PROBLEM DESCRIPTION:
Return every line of the records below that contains the word "another", treating uppercase and lowercase as different.

Labeled shape records
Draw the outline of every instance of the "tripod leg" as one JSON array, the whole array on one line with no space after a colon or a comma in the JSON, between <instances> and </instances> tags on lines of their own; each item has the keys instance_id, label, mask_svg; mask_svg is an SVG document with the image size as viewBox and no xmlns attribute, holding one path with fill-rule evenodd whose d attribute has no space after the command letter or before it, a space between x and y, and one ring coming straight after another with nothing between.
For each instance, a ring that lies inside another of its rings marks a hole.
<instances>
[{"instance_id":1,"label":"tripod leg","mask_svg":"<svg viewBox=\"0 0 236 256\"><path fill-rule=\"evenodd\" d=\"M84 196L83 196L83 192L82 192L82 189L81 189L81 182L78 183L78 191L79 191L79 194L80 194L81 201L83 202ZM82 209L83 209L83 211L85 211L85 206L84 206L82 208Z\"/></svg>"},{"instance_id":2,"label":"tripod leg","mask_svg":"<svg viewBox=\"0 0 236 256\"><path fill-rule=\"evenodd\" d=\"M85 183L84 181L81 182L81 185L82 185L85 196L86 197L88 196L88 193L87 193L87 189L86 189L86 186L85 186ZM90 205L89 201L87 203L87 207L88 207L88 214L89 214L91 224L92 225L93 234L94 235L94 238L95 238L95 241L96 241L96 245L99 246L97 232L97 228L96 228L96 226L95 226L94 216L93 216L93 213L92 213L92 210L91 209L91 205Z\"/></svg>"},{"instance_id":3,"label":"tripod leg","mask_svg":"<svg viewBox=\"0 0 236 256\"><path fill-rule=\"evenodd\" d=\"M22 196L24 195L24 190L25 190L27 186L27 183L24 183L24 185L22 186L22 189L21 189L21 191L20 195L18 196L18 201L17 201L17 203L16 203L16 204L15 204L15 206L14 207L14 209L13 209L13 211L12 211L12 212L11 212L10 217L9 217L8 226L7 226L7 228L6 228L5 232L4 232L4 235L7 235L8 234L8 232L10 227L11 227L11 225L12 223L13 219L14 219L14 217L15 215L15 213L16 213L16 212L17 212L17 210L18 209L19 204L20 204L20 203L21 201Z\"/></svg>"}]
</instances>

FINAL ANSWER:
Draw the outline of every instance of the "tripod leg" as one JSON array, the whole array on one line with no space after a colon or a comma in the JSON, between <instances> and </instances> tags on lines of their own; each item has the keys instance_id, label, mask_svg; mask_svg is an SVG document with the image size as viewBox and no xmlns attribute, holding one path with fill-rule evenodd whose d attribute has no space after the command letter or before it, a space between x and y, and one ring coming straight after another with nothing between.
For each instance, a ring that lies inside another of its rings marks a hole.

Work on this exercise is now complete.